Stored items:
______________________________
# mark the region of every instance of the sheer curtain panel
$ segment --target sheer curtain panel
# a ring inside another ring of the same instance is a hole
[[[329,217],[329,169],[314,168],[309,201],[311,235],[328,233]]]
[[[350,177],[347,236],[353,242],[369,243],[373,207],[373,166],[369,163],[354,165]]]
______________________________
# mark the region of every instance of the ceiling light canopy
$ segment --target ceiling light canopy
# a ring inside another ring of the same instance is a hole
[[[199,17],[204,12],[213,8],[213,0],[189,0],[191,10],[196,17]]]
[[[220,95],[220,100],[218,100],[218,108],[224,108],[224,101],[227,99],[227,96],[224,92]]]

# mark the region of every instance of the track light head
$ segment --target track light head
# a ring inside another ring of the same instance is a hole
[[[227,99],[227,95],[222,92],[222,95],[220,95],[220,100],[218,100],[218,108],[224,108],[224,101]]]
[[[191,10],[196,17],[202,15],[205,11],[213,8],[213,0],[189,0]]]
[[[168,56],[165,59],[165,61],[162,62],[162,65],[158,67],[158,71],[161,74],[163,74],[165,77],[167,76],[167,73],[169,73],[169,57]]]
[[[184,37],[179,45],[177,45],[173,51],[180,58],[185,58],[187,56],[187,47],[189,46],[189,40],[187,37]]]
______________________________
# Requirement
List every line above that contains the word "head".

# Solution
# mark the region of every instance of the track light head
$ segment --target track light head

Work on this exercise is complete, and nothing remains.